Short problem A.
Summarize the text on pCache in three sentences.
Short problem B.
In the text on pCache, what happens to the sockets in the proxy process when a connection is spliced?

Since P2P systems use dynamic ports, the proxy process may initially intercept some connections that do not belong to P2P systems. This can only be discovered after inspecting a few packets using the P2P Traffic Identification module. Each intercepted connection is split into a pair of connections, and all packets have to go through the proxy process. This imposes overhead on the proxy cache and may increase the end-to-end delay of the connections. To reduce this overhead, we splice each pair of non-P2P connections using TCP splicing techniques, which are usually used in layer-7 switching. We modify our Netfilter callback function to support TCP splicing as well. Our implementation is similar to a layer-7 switching project that is largely abandoned. For spliced connections, the sockets in the proxy process are closed and packets are relayed in the kernel stack instead of passing them up to the proxy process in the application layer. Implementation details such as adjusting sequence numbers in the spliced TCP connections had to be addressed, because these two TCP connections start from different initial sequence numbers.


Connection Manager

When a connection is identified as belonging to a P2P system, it is passed to the Connection Manager, which coordinates different components of pCache to store and serve requests from this connection. For example, once seeing a request message, the Connection Manager calls a lookup function in the Storage System Manager to determine whether this request can be fulfilled with previously cached data either in memory or on disk. In addition, if only parts of the requested data are available in the cache, the Connection Manager sends a message to the actual external peer to request the missing portion of data. It then assembles this data with cached data in a protocol-specific message and sends it to the client.

Since each peer may open many connections to request a single file and pCache is supposed to serve a large number of peers, efficient support of concurrent connections is important. A simple solution for concurrency is to use multithreading, where a thread is created to handle each new connection. This is simple because the states of connections are isolated from each other and processed by identical threads. The downside of this solution is increased overhead in terms of creation/deletion, scheduling, and context switching of threads. Some of these overheads can significantly be reduced using user-level thread libraries such as Capriccio which is reported to scale to a hundred thousands threads. Our current implementation of pCache uses multithreading.

More sophisticated solutions to support efficient concurrency that employ non-blocking (asynchronous) I/O operations can also be used with pCache. For example, the single-process event-driven model uses only one thread to detect events on multiple sockets using non-blocking socket operations such as epoll and select. These events are then scheduled for an event handler to process them. Unlike socket operations, asynchronous disk operations are either poorly supported or not existing on most UNIX systems. To mitigate this problem, multi-process event-driven models have been proposed, which can be roughly categorized into asymmetric and symmetric models. The asymmetric models create a single process to handle events from the network sockets, and multiple processes to handle disk operations. In contrast, the symmetric models create multiple event schedulers that can handle both disk and network events. The above concurrency models have been proposed and used mostly for web servers. Unlike our pCache, web servers may not need to provide full transparency and connection splicing, which could impact these concurrency models. We are currently designing and implementing new concurrency models that are more suitable for P2P proxy caching systems.


Storage System Manager

We propose a new storage management system optimized for P2P traffic. The proposed storage system contains three modules: in-memory structures, block allocation method, and replacement policy. The in-memory structures contain metadata to support storing and serving byte ranges of objects, and memory buffers to reduce disk I/O operations. The block allocation method organizes the layout of data on the disk. The replacement policy decides which segments of objects to evict from the cache in order to make room for a new requested segment.

Entries shown.
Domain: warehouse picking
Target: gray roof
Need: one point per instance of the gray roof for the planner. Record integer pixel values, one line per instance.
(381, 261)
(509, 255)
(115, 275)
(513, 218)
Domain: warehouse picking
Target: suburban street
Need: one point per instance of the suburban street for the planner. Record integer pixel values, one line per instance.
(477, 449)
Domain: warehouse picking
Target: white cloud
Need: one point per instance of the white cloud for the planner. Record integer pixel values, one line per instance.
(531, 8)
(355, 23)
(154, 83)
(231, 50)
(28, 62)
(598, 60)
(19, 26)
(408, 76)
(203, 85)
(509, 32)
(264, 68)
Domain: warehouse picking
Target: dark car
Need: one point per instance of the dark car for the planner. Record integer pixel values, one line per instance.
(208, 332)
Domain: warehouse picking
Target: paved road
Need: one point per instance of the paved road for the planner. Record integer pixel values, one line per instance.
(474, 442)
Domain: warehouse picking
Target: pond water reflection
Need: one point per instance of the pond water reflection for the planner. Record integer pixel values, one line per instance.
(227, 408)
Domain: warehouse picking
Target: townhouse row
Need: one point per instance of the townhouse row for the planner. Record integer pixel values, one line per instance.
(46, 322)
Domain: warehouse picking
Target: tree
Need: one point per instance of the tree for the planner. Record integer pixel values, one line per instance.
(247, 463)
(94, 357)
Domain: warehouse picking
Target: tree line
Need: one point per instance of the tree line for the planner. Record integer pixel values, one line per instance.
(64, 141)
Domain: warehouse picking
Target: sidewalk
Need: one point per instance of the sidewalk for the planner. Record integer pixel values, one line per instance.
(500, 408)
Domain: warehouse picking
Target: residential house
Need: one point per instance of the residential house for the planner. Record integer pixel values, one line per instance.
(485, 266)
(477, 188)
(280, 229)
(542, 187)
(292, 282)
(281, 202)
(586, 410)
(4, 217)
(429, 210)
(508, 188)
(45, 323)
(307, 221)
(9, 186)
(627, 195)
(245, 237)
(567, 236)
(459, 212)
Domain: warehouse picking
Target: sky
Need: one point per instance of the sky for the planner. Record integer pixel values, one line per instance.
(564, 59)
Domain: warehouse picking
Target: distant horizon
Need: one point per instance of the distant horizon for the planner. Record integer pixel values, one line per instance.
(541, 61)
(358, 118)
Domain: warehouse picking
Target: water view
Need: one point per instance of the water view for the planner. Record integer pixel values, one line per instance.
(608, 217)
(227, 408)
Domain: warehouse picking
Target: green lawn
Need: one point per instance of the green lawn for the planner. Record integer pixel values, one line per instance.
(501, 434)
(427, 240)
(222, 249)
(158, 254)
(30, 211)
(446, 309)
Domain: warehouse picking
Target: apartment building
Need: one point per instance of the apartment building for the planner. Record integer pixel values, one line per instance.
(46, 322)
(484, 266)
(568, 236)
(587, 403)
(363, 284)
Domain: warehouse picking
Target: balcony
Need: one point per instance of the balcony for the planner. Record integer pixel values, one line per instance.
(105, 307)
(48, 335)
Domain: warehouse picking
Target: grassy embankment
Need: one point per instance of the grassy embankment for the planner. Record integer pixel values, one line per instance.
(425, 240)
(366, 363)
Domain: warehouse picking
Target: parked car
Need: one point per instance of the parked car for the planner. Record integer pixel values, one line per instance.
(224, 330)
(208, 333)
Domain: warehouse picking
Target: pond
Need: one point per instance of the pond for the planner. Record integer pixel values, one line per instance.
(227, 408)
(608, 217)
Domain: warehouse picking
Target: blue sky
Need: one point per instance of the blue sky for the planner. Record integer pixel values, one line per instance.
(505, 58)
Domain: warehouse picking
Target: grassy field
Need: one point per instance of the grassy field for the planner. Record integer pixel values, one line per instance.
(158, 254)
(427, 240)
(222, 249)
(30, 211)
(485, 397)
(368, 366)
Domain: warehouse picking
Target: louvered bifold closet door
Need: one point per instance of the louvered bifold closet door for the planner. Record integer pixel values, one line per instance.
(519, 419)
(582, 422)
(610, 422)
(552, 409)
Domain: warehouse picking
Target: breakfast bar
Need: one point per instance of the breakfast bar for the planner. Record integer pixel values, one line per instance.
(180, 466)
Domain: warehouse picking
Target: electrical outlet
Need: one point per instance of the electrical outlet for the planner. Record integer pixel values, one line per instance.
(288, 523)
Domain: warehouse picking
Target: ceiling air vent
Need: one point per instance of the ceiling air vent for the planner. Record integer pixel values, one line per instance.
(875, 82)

Solution A.
pCache splices the non-P2P connections its proxy intercepts, so their packets are relayed in the kernel stack and the proxy carries less overhead. Its Connection Manager coordinates pCache's components to serve requests from P2P connections and asks the external peer for any data missing from the cache. pCache currently uses multithreading for concurrency while new concurrency models are designed, and its proposed storage system has three modules: in-memory structures, a block allocation method, and a replacement policy.

Solution B.
They are closed, and packets are relayed in the kernel stack instead of being passed up to the proxy process.